[TEXT EXCERPT]
Thursday 25 September 2014

Gorilla Glass

Gorilla Glass is the registered trademark for an alkali-aluminosilicate sheet toughened glass manufactured by U.S. glassmaker Corning Inc. Engineered for a combination of thinness, lightness, and damage-resistance, it is used primarily as the cover glass for portable electronic devices including mobile phones, portable media players, laptop computer displays, and some television screens.[1] It is manufactured through immersion in a molten alkaline salt bath using ion exchange to produce compressive residual stress at the surface. This prevents cracks from propagating – for a crack to start, it will first have to overcome this compressive stress.[2]

History.

[INFORMATION SUPPLIED]
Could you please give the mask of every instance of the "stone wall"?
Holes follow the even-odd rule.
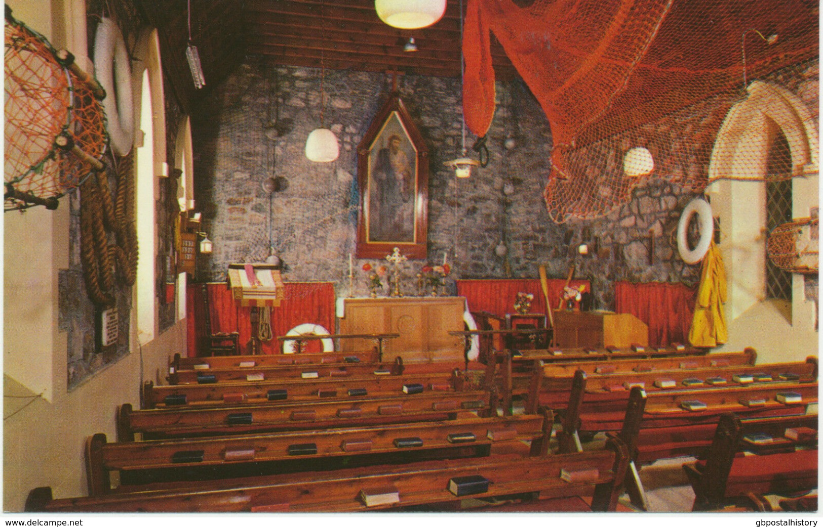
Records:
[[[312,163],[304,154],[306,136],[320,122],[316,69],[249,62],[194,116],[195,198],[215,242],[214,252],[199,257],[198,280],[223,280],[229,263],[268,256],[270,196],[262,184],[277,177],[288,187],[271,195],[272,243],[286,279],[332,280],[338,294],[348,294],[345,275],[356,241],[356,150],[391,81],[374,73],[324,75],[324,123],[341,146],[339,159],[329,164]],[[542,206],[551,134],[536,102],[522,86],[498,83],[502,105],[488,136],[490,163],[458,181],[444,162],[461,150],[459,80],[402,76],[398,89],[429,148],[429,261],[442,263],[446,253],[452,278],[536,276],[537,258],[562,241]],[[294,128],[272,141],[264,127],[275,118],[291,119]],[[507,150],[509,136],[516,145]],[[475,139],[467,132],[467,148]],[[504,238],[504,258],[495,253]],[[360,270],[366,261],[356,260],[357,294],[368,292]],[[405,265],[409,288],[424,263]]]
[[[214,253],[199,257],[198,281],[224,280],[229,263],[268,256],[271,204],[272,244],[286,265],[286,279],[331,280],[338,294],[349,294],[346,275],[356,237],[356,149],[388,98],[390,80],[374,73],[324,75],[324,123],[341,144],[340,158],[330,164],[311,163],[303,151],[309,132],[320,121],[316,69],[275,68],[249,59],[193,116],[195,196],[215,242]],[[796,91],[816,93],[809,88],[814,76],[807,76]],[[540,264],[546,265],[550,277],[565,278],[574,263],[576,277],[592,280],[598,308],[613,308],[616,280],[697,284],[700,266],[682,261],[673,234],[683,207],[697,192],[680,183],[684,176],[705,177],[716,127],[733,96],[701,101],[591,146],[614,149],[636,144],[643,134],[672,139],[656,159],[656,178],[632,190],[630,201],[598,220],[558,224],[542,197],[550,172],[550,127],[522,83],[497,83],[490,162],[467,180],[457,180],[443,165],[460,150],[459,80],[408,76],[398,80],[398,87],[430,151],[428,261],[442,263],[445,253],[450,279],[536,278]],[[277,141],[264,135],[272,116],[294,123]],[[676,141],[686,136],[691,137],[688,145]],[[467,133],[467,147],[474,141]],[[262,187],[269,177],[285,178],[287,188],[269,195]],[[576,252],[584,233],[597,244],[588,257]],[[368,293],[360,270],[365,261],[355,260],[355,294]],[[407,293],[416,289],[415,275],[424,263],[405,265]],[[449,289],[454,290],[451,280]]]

[EXERCISE 1] Which electronic devices does the Gorilla Glass article name as uses for the glass? List all of them.
[EXERCISE 2]
Do these statements agree with the Gorilla Glass article? Answer yes or no for each and quote the words that decide it.
(a) Gorilla Glass is made by Corning Inc.
(b) The glass is made by immersing it in a molten alkaline salt bath.
(c) The compressive stress is produced in the center of the glass.
[EXERCISE 3] Continue the Gorilla Glass article from the point where it stops.

[EXERCISE RESULT 1]
- mobile phones
- portable media players
- laptop computer displays
- some television screens

[EXERCISE RESULT 2]
(a) Yes: "manufactured by U.S. glassmaker Corning Inc."
(b) Yes: "manufactured through immersion in a molten alkaline salt bath"
(c) No: "to produce compressive residual stress at the surface"

[EXERCISE RESULT 3]
Corning experimented with chemically strengthened glass in 1960, as part of a "Project Muscle" initiative. Within a few years it had developed a "muscled glass"[3] it named "Chemcor" glass. The product was used until the early 1990s in various commercial and industrial applications, including automotive, aviation and pharmaceutical uses,[3] with particular use in approximately one hundred 1968 Dodge Dart and Plymouth Barracuda racing cars, where minimizing the vehicle's weight is essential.[4] Experimentation was revived in 2005, investigating whether the glass could be made thin enough for use in consumer electronics, and was brought into commercial use when Apple asked Corning for a toughened glass that would eventually go into the iPhone.